Aim of the task →
Locate each line in the data below that contains the string "flowering" and copy it out. Case matters when you match.
# START OF Information shown
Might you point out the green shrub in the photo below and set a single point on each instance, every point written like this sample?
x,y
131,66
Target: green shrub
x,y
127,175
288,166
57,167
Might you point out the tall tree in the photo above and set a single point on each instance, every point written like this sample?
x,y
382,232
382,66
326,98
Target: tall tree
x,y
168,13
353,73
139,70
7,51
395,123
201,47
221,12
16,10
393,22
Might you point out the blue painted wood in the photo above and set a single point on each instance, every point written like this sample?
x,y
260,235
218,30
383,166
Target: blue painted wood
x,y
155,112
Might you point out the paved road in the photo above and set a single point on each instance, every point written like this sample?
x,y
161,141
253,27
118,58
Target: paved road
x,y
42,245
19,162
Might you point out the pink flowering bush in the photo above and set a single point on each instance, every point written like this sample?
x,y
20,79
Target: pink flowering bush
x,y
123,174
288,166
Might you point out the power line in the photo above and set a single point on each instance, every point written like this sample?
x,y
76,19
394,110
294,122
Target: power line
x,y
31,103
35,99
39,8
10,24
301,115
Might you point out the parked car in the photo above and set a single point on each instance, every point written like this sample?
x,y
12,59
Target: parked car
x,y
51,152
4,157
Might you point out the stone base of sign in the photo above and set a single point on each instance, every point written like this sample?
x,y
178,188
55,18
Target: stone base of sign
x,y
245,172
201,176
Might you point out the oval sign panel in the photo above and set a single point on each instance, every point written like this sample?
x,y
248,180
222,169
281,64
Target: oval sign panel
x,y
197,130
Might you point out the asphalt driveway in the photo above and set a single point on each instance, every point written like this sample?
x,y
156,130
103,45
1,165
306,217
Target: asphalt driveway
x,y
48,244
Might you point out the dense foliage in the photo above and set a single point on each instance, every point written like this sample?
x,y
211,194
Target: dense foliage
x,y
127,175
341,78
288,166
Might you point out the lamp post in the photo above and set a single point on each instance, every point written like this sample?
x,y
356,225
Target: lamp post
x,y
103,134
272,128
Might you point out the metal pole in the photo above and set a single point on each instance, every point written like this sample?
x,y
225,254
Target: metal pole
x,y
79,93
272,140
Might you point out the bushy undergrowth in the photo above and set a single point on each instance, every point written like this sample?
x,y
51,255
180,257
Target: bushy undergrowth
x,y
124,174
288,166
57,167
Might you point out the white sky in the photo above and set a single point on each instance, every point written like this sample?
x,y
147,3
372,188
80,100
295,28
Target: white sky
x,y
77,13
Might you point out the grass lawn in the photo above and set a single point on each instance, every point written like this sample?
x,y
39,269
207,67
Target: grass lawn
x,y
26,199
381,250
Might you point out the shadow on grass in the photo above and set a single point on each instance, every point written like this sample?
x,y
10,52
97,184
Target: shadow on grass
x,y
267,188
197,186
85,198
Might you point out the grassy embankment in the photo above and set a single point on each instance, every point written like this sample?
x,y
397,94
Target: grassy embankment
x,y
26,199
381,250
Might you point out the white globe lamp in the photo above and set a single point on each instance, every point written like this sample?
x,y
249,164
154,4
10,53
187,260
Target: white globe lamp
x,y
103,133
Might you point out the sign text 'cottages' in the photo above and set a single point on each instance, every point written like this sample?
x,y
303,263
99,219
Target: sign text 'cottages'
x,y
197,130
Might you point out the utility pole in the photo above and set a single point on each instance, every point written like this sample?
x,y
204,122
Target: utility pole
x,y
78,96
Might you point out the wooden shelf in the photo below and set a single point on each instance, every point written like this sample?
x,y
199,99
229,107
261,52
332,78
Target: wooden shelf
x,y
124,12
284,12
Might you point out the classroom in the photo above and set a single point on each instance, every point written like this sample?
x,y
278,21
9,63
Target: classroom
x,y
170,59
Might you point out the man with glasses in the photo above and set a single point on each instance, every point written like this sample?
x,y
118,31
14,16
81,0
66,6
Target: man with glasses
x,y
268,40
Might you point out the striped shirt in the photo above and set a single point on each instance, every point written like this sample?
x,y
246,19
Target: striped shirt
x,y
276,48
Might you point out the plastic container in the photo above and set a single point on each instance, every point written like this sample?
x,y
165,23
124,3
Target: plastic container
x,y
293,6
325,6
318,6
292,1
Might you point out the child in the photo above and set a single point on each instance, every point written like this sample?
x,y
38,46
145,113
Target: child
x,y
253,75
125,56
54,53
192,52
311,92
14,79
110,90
# END OF Information shown
# START OF Information shown
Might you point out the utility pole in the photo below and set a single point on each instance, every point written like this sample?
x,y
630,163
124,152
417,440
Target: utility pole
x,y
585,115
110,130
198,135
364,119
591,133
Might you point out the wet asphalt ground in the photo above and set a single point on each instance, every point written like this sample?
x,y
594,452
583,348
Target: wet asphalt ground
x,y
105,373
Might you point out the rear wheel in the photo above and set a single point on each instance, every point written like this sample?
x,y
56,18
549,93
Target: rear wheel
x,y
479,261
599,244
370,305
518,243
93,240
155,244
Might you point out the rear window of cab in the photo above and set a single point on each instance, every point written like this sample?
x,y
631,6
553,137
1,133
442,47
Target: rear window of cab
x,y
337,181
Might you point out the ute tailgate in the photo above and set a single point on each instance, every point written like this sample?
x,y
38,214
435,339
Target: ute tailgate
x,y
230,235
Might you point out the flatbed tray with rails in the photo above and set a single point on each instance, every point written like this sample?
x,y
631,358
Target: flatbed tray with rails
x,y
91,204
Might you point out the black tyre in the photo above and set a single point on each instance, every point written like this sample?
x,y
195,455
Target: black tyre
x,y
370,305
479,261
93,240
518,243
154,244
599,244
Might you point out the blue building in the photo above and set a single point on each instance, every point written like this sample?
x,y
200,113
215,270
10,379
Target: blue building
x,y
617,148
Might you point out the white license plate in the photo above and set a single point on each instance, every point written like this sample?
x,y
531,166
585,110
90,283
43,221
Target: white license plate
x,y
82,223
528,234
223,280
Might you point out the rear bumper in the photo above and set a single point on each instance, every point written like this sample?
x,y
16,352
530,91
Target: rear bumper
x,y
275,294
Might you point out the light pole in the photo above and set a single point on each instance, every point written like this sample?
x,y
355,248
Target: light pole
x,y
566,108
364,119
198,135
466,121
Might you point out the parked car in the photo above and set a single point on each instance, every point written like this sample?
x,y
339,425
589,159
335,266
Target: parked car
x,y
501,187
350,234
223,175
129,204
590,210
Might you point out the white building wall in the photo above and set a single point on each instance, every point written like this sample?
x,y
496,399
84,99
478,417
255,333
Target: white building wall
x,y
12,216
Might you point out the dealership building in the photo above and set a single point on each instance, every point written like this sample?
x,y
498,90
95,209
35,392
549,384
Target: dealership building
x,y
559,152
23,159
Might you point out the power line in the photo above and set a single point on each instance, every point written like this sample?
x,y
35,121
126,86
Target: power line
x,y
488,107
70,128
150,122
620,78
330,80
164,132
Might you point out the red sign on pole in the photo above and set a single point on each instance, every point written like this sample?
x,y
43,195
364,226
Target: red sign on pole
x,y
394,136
# END OF Information shown
Output for this task →
Might you point out the pink flowering bush in the photo above and set a single point on each instance, every point written like this sample?
Target: pink flowering bush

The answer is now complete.